SUPPLIED INFORMATION
::::::
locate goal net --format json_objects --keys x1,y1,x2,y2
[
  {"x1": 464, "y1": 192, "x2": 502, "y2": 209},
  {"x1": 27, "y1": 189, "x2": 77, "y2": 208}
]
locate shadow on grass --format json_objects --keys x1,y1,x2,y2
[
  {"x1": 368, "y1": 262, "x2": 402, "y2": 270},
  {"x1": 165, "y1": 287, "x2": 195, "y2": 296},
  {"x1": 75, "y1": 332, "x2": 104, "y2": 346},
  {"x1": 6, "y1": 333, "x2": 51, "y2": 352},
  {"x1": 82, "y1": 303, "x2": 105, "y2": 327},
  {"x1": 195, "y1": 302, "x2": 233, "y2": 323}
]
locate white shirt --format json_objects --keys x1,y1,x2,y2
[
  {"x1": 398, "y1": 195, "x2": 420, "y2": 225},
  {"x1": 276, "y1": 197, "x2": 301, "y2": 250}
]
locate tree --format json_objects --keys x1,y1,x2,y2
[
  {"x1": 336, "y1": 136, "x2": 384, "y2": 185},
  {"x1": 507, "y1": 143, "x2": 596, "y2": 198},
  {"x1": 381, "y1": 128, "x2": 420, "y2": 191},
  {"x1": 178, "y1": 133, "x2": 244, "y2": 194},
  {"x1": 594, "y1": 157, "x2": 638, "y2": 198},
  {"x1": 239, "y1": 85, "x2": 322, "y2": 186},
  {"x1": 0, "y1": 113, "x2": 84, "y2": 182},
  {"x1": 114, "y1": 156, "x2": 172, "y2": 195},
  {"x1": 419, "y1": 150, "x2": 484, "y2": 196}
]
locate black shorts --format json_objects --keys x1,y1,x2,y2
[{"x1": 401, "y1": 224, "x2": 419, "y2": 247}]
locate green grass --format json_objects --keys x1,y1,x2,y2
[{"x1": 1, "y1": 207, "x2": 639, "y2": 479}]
::::::
PROMPT
Please print each entry once more, exactly as it reads.

YOUR RESPONSE
locate goal net --format json_objects --keys x1,y1,x2,y2
[
  {"x1": 464, "y1": 192, "x2": 502, "y2": 209},
  {"x1": 27, "y1": 189, "x2": 77, "y2": 208}
]
locate shadow on grass --format json_objects --keys x1,y1,x2,y2
[
  {"x1": 368, "y1": 262, "x2": 402, "y2": 270},
  {"x1": 165, "y1": 287, "x2": 195, "y2": 296},
  {"x1": 75, "y1": 332, "x2": 104, "y2": 346},
  {"x1": 6, "y1": 333, "x2": 51, "y2": 352},
  {"x1": 82, "y1": 303, "x2": 105, "y2": 327},
  {"x1": 195, "y1": 302, "x2": 233, "y2": 323}
]
locate white shirt --format json_objects --keys x1,y1,x2,y2
[
  {"x1": 398, "y1": 195, "x2": 420, "y2": 225},
  {"x1": 276, "y1": 197, "x2": 301, "y2": 250}
]
locate tree --format json_objects --keys x1,y1,x2,y2
[
  {"x1": 336, "y1": 136, "x2": 384, "y2": 185},
  {"x1": 507, "y1": 143, "x2": 596, "y2": 198},
  {"x1": 381, "y1": 128, "x2": 420, "y2": 191},
  {"x1": 178, "y1": 133, "x2": 244, "y2": 194},
  {"x1": 594, "y1": 157, "x2": 638, "y2": 198},
  {"x1": 239, "y1": 85, "x2": 322, "y2": 186},
  {"x1": 0, "y1": 113, "x2": 84, "y2": 182},
  {"x1": 114, "y1": 156, "x2": 172, "y2": 195},
  {"x1": 419, "y1": 150, "x2": 484, "y2": 196}
]
locate black shorts --format json_objects --keys x1,y1,x2,y2
[{"x1": 401, "y1": 224, "x2": 419, "y2": 247}]
locate green grass --format json_objects --keys x1,y1,x2,y2
[{"x1": 1, "y1": 207, "x2": 639, "y2": 479}]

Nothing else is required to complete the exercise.